Whenever the word "column" appears in a line of the listing, copy that line.

=== Section Start ===

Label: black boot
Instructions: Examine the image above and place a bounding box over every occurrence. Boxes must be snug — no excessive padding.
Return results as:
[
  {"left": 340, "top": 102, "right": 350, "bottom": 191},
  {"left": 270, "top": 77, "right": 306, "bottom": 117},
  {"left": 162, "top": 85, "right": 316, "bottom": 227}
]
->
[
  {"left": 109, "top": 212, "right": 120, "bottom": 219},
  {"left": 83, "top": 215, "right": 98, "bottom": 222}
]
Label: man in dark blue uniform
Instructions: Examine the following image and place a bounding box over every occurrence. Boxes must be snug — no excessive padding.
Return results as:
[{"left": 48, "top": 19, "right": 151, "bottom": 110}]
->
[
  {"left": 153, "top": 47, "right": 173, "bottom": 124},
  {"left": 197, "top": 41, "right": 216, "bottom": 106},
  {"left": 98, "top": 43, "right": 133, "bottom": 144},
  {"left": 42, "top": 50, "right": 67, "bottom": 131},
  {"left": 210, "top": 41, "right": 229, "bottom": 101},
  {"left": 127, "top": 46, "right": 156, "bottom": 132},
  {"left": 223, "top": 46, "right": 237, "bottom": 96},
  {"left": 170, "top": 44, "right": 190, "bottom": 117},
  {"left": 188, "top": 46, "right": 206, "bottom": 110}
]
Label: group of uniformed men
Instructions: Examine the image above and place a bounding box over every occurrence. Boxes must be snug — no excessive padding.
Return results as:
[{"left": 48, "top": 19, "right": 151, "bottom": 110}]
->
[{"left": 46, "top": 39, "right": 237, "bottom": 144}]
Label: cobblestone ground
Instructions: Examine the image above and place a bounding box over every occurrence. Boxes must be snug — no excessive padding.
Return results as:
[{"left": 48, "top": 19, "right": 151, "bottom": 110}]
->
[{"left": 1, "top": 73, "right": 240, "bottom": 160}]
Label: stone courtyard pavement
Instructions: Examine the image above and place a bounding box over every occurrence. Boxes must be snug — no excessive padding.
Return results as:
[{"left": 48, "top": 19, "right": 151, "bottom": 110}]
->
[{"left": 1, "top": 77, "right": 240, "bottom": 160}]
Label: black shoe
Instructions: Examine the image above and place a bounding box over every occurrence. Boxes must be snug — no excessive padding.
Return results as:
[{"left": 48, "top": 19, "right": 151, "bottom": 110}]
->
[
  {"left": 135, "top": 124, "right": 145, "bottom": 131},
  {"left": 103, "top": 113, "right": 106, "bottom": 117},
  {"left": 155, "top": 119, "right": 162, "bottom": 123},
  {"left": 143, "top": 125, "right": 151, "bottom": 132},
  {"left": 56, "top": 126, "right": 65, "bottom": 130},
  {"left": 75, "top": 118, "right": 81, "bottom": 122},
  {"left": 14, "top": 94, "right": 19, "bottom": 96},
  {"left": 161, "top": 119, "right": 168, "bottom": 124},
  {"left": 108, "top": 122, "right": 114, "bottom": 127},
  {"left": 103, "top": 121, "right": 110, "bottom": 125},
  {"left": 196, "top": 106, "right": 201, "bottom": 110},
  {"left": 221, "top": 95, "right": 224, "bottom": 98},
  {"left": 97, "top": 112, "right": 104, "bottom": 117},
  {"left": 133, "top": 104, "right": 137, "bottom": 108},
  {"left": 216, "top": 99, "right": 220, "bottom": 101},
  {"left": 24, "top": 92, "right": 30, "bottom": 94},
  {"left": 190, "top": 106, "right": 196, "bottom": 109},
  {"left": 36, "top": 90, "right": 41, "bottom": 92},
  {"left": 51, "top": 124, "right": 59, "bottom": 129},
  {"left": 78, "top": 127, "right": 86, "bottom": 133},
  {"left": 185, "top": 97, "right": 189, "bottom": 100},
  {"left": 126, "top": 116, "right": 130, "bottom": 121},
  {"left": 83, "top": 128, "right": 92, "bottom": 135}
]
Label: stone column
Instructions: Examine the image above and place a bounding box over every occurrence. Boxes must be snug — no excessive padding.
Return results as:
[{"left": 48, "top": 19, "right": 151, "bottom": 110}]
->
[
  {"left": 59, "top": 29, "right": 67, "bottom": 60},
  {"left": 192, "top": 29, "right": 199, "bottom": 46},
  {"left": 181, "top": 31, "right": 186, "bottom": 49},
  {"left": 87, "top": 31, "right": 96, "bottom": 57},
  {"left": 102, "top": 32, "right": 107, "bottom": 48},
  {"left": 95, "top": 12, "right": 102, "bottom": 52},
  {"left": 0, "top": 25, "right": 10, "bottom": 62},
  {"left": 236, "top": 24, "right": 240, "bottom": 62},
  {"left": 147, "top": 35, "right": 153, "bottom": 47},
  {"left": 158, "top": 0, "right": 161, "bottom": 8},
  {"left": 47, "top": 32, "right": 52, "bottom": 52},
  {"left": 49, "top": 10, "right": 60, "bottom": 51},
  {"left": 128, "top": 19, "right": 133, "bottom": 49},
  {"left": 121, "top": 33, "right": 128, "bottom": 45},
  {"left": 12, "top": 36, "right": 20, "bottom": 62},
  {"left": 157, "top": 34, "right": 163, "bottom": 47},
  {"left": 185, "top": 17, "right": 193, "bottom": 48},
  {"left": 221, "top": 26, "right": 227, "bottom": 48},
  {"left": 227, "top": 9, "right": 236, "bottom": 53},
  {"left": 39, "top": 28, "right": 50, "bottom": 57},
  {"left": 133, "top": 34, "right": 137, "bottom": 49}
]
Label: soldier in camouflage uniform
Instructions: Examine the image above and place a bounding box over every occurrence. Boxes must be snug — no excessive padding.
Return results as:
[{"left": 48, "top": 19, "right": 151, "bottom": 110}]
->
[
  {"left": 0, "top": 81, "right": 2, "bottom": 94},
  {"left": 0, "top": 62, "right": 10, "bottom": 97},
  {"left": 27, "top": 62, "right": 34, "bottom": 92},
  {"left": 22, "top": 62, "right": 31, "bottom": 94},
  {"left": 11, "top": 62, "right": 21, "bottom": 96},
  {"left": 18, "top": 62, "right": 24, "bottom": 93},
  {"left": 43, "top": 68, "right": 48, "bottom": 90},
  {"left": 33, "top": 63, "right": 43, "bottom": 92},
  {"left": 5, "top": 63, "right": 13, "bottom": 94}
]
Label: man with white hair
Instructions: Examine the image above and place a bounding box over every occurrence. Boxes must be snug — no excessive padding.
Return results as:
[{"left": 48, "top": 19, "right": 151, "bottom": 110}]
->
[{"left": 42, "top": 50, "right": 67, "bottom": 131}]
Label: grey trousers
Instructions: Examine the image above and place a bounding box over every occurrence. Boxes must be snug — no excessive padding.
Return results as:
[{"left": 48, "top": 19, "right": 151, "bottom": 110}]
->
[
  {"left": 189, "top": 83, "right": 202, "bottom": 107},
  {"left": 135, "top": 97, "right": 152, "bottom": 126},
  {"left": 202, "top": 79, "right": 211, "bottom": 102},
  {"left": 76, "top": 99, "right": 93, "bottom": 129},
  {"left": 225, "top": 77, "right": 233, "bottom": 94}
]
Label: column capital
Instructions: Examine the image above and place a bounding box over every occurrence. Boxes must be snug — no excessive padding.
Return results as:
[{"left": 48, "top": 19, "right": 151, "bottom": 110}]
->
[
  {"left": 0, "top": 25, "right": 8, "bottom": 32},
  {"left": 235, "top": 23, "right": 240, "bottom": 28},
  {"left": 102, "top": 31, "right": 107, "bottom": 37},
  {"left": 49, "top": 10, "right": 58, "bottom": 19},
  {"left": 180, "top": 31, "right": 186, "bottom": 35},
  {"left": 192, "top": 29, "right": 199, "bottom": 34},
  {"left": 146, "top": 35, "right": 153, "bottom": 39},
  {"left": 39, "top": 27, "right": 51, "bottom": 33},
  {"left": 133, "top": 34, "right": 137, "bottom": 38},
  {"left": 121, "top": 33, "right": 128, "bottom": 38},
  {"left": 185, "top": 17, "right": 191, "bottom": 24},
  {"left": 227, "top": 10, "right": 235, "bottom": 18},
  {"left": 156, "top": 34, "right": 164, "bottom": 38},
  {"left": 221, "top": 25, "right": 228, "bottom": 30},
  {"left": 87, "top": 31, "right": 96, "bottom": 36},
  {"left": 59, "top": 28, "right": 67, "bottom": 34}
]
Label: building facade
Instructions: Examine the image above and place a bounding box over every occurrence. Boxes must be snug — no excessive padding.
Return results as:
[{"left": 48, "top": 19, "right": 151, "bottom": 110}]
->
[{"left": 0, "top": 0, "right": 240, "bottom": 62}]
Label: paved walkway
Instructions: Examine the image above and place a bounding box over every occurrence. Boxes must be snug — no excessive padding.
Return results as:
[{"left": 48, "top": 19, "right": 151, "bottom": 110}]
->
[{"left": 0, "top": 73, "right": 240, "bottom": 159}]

=== Section End ===

* [Problem solution]:
Label: stone column
Label: column capital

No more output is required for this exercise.